§ Stated exercise a: What estimated length does the treatment for Dead Roots give for the episode?

────────────────────

Dead Roots - Treatment

by Eva Suluk | Treatment

Dead Roots

Format: Short Film / Anthology Episode | Est. Length: 10-12 minutes

Series Overview

This episode serves as the pilot for The Overgrowth, an anthology series exploring locations where the boundary between reality and anomalous, sentient geography has worn thin. Each installment follows a group of professionals—architects, surveyors, or urban planners—who encounter "pockets" of reality that refuse to conform to modern logic, suggesting a hidden, ancient architecture underlying the world.

Episode Hook / Teaser

A landscape architect and his team meet in a decaying community center to finalize plans for a garden renovation, only to realize the shadows in the room are leaning in to listen to their conversation. Outside, the garden they intend to "modernize" waits in a state of absolute, unnatural silence, swallowing the winter light.

Logline

A cynical urban developer and his team attempt to renovate a long-abandoned sanctuary, only to discover the land is a sentient anomaly that resists modern geometry. They must abandon their tools and uncover the secret of "The Anchor" before the garden consumes them entirely.

Themes

The primary themes focus on the arrogance of modernization and the tension between human control and the untamable persistence of nature. The story explores the concept of "geographic trauma," where land retains the memory of past events, and the psychological fragility of individuals forced to confront realities that defy scientific explanation.

The narrative also touches upon the existential dread of losing one's identity to a larger, indifferent force. It questions whether progress is always a virtue or if some things are better left buried, highlighting the clash between the sterile, digital-first mindset of 2026 and the raw, archaic power of the earth.

Stakes

The protagonists risk more than just their professional reputations; they face the potential erasure of their own sense of time and perspective. If they fail to understand the nature of the garden, they risk being "taken" by the anomaly, becoming permanent fixtures in a space that exists outside the flow of normal time.

────────────────────

§ Stated exercise b: Copy out verbatim the records from the line containing "any missed carrot" up to and including the last line of the records.

────────────────────

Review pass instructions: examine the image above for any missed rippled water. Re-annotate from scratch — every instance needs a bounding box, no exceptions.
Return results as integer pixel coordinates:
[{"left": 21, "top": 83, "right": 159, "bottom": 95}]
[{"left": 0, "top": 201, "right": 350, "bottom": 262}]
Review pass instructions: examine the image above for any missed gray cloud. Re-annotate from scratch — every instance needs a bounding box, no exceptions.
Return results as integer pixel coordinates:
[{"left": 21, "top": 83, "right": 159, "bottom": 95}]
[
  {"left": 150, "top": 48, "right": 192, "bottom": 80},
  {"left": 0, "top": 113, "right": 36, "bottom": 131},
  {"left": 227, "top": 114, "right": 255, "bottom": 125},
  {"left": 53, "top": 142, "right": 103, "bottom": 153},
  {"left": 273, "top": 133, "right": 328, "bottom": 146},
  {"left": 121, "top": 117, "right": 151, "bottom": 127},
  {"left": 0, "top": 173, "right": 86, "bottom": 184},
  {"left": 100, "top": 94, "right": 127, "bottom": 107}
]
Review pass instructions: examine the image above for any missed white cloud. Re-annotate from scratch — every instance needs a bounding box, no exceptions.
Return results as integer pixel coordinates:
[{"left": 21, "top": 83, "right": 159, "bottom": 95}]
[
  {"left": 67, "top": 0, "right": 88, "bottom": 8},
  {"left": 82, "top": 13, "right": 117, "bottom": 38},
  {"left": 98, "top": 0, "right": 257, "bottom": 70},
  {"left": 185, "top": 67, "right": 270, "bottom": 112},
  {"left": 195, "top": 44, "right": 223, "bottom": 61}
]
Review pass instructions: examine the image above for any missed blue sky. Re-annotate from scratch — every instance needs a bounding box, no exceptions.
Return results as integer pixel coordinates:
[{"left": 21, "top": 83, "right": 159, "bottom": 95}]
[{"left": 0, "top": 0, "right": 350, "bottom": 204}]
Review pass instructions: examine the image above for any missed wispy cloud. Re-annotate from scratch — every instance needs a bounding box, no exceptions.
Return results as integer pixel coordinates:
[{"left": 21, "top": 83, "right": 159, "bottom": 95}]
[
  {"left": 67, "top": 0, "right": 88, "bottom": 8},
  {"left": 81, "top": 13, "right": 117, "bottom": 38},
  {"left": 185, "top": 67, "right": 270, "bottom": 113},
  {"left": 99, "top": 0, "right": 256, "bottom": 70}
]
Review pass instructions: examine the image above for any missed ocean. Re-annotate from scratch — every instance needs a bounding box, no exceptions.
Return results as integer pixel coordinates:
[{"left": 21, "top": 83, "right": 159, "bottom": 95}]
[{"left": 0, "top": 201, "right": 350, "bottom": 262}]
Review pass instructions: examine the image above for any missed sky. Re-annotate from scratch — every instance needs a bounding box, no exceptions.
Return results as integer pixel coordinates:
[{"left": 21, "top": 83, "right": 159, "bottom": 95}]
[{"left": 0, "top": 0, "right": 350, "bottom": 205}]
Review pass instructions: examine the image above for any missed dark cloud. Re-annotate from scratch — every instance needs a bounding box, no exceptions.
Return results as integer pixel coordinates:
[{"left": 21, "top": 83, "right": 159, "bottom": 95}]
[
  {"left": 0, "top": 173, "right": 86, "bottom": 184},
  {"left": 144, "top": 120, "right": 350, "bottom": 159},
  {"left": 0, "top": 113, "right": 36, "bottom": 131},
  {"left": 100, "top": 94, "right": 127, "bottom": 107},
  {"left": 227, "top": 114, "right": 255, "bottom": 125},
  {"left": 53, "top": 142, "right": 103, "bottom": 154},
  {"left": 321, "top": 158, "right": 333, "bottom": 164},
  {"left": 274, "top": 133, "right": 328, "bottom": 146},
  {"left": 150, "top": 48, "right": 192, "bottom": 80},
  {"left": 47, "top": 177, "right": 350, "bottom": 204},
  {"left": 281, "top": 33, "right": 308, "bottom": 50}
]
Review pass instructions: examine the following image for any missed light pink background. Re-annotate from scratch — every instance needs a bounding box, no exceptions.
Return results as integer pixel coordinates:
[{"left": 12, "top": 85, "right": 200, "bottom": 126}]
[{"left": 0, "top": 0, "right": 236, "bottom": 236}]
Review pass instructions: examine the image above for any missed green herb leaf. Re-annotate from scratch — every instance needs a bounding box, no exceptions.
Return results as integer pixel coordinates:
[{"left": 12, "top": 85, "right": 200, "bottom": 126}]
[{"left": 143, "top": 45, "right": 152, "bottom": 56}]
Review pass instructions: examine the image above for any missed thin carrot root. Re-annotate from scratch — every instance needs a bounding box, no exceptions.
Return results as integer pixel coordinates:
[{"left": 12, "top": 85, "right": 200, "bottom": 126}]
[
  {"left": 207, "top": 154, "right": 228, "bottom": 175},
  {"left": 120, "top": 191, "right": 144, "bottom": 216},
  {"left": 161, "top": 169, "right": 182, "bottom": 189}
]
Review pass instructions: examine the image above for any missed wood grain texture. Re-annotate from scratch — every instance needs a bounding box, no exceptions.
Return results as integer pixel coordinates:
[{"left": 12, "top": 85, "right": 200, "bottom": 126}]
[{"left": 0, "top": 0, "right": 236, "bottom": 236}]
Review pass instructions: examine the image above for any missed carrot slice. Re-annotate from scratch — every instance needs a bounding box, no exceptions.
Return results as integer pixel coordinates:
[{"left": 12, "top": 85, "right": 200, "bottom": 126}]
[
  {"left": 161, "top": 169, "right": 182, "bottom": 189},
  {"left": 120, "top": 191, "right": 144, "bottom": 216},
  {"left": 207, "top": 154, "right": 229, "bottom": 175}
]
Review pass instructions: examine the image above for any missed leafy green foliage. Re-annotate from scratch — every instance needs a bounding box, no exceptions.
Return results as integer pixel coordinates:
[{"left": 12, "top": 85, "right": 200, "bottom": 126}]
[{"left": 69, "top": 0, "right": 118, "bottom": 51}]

────────────────────

§ Finished answer a: 10-12 minutes

§ Finished answer b:
Review pass instructions: examine the image above for any missed carrot slice. Re-annotate from scratch — every instance needs a bounding box, no exceptions.
Return results as integer pixel coordinates:
[{"left": 12, "top": 85, "right": 200, "bottom": 126}]
[
  {"left": 161, "top": 169, "right": 182, "bottom": 189},
  {"left": 120, "top": 191, "right": 144, "bottom": 216},
  {"left": 207, "top": 154, "right": 229, "bottom": 175}
]
Review pass instructions: examine the image above for any missed leafy green foliage. Re-annotate from scratch — every instance needs a bounding box, no exceptions.
Return results as integer pixel coordinates:
[{"left": 12, "top": 85, "right": 200, "bottom": 126}]
[{"left": 69, "top": 0, "right": 118, "bottom": 51}]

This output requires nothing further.